BEGIN DATA FOR REVIEW
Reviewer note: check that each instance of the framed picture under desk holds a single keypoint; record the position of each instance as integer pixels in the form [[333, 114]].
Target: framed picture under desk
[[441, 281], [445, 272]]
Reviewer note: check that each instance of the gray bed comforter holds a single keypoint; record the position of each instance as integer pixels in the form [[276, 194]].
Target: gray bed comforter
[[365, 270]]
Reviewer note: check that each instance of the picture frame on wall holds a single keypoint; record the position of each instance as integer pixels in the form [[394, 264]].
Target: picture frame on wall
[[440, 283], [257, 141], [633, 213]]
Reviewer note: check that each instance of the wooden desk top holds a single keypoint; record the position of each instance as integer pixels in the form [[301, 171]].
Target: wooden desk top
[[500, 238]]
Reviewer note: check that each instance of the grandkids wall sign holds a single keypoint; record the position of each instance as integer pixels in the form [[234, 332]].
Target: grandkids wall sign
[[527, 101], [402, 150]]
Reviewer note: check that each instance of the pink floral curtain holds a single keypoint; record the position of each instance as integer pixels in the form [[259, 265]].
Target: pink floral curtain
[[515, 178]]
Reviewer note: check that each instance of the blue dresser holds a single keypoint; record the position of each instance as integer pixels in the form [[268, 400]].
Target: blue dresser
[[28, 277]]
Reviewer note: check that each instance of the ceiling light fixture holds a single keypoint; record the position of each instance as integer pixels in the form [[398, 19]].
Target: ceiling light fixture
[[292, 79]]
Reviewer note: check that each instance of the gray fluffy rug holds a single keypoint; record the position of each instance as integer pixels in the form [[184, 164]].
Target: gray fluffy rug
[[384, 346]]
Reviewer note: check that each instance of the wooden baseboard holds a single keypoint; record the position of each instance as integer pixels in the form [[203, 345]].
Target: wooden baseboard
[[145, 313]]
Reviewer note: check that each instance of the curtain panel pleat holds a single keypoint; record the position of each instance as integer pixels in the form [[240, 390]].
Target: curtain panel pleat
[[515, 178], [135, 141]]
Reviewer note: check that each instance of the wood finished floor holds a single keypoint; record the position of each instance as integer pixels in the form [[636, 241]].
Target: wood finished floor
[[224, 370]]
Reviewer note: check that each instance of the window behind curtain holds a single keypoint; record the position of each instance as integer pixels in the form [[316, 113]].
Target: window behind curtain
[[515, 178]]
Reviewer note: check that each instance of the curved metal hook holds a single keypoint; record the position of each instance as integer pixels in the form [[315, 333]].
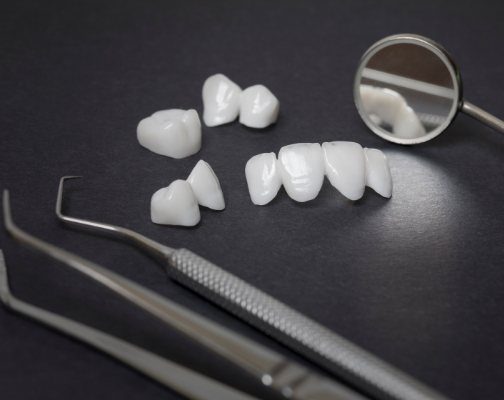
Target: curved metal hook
[[150, 246]]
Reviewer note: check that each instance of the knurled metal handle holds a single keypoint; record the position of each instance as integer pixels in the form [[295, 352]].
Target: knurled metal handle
[[302, 334]]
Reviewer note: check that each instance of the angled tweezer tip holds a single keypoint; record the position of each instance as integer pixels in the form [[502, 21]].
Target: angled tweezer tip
[[5, 294], [59, 199]]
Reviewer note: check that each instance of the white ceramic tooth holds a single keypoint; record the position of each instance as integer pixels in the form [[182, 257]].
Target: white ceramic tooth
[[378, 175], [173, 133], [302, 170], [384, 103], [206, 186], [407, 125], [221, 100], [175, 205], [263, 178], [345, 168], [258, 107]]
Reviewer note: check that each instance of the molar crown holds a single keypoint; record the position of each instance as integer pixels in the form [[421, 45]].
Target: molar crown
[[223, 101], [174, 133], [178, 204]]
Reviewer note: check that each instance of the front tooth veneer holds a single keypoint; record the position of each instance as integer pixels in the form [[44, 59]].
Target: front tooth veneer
[[302, 170], [263, 178], [175, 205], [258, 107], [221, 100], [345, 167], [378, 175], [173, 133], [206, 186]]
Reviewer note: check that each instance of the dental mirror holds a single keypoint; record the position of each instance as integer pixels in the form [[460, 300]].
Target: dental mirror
[[408, 90]]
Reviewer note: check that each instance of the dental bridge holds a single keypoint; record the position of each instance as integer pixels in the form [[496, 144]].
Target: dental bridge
[[372, 377]]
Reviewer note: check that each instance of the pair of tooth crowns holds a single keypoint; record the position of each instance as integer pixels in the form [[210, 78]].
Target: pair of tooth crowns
[[177, 133], [178, 204]]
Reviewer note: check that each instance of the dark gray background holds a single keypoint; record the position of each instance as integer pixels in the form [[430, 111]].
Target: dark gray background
[[418, 279]]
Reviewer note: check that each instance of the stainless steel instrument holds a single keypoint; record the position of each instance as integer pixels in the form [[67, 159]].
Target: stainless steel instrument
[[346, 360], [184, 381], [286, 377]]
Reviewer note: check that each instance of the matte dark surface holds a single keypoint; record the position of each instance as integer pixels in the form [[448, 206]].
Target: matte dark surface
[[418, 279]]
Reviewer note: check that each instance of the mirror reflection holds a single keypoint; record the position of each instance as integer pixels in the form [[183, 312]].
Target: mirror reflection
[[407, 90]]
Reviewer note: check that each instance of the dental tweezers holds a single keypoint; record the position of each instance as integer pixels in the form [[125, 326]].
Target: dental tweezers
[[346, 360], [186, 382], [284, 376]]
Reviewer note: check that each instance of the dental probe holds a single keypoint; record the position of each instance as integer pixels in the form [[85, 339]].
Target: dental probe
[[184, 381], [346, 360], [287, 378]]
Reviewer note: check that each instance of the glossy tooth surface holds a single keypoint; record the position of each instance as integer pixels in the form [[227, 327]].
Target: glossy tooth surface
[[263, 178], [345, 168], [383, 103], [378, 175], [173, 133], [407, 124], [221, 100], [175, 205], [258, 107], [206, 186], [302, 170]]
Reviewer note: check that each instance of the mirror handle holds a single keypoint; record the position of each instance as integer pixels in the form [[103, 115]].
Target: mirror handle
[[482, 116]]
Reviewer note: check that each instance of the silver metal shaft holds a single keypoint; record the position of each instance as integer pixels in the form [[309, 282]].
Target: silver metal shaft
[[184, 381], [286, 377], [344, 359], [482, 116]]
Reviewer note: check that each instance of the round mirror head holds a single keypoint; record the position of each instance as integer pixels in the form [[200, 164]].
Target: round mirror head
[[407, 89]]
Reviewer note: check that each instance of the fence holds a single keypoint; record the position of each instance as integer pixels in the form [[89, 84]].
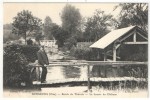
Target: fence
[[90, 64]]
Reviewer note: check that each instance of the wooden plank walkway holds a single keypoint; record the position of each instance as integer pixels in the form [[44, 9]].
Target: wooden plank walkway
[[49, 82]]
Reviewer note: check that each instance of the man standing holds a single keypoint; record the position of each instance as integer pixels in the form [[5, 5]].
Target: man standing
[[43, 60]]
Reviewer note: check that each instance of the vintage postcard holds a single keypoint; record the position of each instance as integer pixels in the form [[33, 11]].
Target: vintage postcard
[[97, 50]]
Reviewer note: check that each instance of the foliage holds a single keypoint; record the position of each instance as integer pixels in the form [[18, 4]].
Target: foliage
[[59, 34], [71, 24], [25, 22], [97, 26], [7, 33], [134, 52], [16, 58], [47, 28], [85, 54], [71, 19], [133, 14]]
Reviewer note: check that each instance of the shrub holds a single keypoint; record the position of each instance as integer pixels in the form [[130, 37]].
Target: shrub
[[16, 59]]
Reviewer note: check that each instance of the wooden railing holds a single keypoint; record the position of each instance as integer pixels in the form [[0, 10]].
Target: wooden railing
[[91, 63]]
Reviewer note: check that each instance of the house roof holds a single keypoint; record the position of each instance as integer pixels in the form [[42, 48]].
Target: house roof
[[111, 37]]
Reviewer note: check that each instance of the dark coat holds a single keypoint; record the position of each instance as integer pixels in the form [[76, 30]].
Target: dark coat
[[42, 57]]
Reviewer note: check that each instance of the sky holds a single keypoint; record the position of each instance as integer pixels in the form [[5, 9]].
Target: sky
[[53, 10]]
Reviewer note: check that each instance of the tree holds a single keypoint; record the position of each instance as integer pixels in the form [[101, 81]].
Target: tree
[[71, 19], [24, 23], [97, 26], [133, 14], [59, 34], [47, 27]]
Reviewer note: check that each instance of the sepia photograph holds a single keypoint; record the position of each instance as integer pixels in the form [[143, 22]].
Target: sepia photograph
[[97, 50]]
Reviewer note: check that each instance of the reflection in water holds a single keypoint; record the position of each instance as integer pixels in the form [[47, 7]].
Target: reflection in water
[[63, 72]]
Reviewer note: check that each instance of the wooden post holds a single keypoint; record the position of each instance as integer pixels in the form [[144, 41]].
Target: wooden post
[[105, 56], [88, 70], [134, 37], [114, 52]]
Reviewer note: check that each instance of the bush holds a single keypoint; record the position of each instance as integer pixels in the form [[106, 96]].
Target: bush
[[16, 59]]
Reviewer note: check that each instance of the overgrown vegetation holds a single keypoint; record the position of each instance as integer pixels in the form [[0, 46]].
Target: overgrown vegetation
[[16, 59]]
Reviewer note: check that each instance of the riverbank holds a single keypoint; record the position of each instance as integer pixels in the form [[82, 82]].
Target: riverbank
[[79, 91]]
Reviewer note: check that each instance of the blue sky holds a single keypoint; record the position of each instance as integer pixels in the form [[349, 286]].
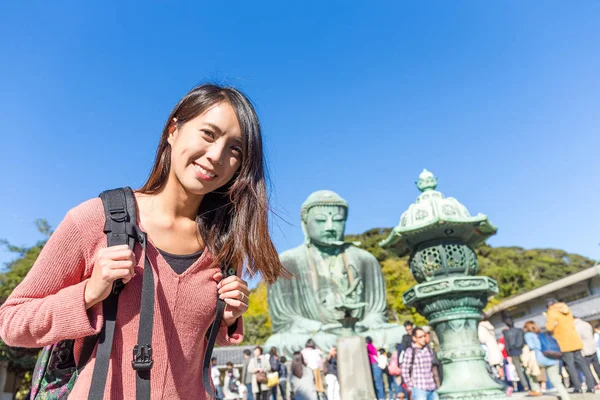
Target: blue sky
[[500, 101]]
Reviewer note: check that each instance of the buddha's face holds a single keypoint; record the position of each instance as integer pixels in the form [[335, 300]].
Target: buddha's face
[[325, 225]]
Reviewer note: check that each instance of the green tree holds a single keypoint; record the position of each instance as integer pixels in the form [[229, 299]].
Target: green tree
[[257, 321], [20, 360]]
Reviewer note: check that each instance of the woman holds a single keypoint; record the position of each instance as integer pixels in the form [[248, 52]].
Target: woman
[[302, 379], [487, 337], [231, 383], [203, 205], [259, 367], [283, 377], [552, 366], [274, 361], [331, 375], [375, 369], [312, 356]]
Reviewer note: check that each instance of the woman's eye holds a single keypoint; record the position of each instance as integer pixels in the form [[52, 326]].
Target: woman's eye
[[237, 150], [208, 133]]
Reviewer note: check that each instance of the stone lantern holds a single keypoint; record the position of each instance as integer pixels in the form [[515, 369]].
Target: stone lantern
[[440, 235]]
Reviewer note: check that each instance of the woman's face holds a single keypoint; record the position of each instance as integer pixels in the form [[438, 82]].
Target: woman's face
[[206, 151]]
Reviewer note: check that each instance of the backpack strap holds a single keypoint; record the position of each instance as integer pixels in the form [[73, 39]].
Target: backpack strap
[[212, 336], [142, 352], [120, 228]]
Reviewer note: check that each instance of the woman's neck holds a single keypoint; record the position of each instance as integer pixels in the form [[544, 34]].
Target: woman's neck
[[175, 202]]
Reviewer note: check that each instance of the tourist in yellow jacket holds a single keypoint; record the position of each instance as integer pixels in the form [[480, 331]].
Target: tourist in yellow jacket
[[561, 324]]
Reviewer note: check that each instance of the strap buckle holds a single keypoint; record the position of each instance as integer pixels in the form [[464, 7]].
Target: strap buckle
[[142, 357], [118, 214], [118, 286]]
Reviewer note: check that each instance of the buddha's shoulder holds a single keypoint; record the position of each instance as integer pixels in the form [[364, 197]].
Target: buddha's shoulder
[[360, 254], [292, 257]]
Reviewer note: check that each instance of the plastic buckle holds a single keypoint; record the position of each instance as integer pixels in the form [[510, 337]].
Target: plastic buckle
[[118, 215], [118, 286], [142, 357]]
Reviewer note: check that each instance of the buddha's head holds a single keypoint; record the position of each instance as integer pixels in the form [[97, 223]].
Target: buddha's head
[[324, 215]]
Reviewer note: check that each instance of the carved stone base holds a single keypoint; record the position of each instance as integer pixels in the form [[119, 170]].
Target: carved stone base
[[453, 307], [354, 369]]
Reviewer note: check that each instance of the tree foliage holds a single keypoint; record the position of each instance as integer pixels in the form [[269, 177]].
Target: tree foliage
[[515, 269], [20, 360]]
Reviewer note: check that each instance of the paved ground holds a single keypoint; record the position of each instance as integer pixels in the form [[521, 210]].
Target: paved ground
[[551, 396]]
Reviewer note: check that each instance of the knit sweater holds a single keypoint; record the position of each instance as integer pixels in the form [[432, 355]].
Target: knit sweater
[[48, 306]]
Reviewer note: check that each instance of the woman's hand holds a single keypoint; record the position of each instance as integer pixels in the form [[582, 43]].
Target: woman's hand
[[110, 264], [234, 291]]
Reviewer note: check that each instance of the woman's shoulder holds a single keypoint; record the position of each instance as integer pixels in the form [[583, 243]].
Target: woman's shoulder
[[88, 214], [88, 220]]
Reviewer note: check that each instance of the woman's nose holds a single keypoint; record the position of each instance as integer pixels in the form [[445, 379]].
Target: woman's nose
[[215, 153]]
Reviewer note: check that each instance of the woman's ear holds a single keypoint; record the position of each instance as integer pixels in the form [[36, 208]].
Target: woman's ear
[[172, 131]]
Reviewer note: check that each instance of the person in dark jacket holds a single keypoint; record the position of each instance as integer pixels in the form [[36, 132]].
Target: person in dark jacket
[[407, 339], [514, 340], [275, 365]]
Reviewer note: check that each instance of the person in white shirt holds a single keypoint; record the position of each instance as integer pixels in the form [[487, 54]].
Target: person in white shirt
[[231, 383], [314, 360], [216, 377], [382, 360]]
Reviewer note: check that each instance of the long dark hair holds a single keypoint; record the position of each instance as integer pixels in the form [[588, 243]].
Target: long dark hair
[[233, 220], [298, 364]]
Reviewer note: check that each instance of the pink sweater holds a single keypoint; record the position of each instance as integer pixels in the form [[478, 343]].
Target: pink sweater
[[48, 306]]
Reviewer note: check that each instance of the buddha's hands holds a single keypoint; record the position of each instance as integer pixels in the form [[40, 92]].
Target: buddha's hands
[[331, 327], [234, 291]]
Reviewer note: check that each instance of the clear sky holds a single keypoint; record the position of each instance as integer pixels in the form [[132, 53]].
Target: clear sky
[[501, 100]]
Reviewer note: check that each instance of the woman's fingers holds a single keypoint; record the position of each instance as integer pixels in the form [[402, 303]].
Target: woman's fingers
[[234, 283], [241, 306], [218, 276], [235, 294]]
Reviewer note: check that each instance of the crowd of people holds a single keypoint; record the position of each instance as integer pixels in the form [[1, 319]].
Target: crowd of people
[[552, 358], [264, 376], [411, 370], [564, 353]]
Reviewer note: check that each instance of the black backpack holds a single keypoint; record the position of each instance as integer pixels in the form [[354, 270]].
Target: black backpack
[[56, 371]]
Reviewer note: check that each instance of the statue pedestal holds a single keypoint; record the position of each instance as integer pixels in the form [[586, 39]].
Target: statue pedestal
[[453, 306], [354, 369]]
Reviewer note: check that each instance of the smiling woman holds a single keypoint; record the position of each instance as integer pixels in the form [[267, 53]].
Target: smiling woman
[[204, 207]]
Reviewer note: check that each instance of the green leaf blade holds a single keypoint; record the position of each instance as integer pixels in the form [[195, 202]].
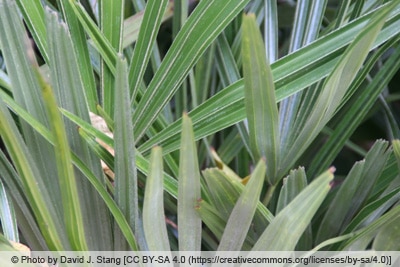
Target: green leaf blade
[[284, 231], [189, 222], [126, 190], [242, 214], [153, 207], [260, 100]]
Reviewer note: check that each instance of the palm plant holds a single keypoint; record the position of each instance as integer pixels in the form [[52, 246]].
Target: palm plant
[[248, 104]]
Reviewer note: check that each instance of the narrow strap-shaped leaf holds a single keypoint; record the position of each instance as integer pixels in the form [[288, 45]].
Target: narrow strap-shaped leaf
[[353, 192], [189, 222], [118, 215], [70, 94], [154, 226], [81, 50], [33, 13], [242, 214], [111, 21], [27, 170], [283, 233], [396, 150], [336, 85], [151, 22], [69, 195], [260, 101], [364, 237], [170, 184], [126, 191], [115, 211], [200, 30], [7, 215], [109, 55], [291, 74]]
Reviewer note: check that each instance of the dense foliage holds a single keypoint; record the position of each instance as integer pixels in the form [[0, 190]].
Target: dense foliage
[[224, 120]]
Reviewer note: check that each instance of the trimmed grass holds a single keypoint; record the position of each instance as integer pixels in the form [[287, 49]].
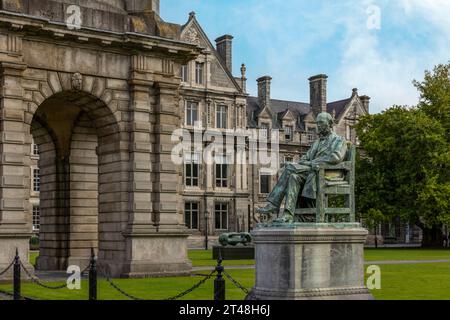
END DATA FOR REVIEW
WORK INSTRUCTION: Above are some entries. Restate word for word the lines from the one holding "Reviewer note: check that each instance of the wooden post" through the one holding "Reviewer note: check that each instance of the woman holds", but not the pictures.

RESPONSE:
Reviewer note: check that each instance of the wooden post holds a single keypoint; record the position of each instance as integer pixels in the form [[144, 41]].
Target: wooden post
[[105, 56], [88, 70], [134, 37], [114, 52]]
Reviewer note: check that each instance of the bush holds a single keypoint; record the position of each instance as integer pixels in the form [[106, 96]].
Target: bush
[[16, 59]]
Reviewer note: check that each instance of the overgrown vegetation holds a single keypoint; record the position of each instance as integer pixels in the form [[0, 46]].
Target: overgrown vegetation
[[16, 59]]
Reviewer note: check that each instance of the riverbank holds a single keypoint; record the position of each instance as integer pixels in the form [[82, 82]].
Target: riverbank
[[79, 91]]
Reviewer note: check that each instance of the blue sky holds a single keypoint; record the position of each instance as integer pixels in the form [[349, 286]].
Target: blue sky
[[500, 101]]
Reviewer note: check that each instance of the buddha's face holds a single keypoint; record the position of each instance as integer pixels in the form [[335, 300]].
Target: buddha's face
[[325, 225]]
Reviewer note: check that each instance of the green tree holds a single keypoint; record the position of each instance as integer pixels in the form [[229, 299]].
Target: green tree
[[257, 321], [20, 360]]
Reviewer note: check that each instance of the woman holds a single keypoint; record the position of each instance as integer pixels in the form [[248, 52]].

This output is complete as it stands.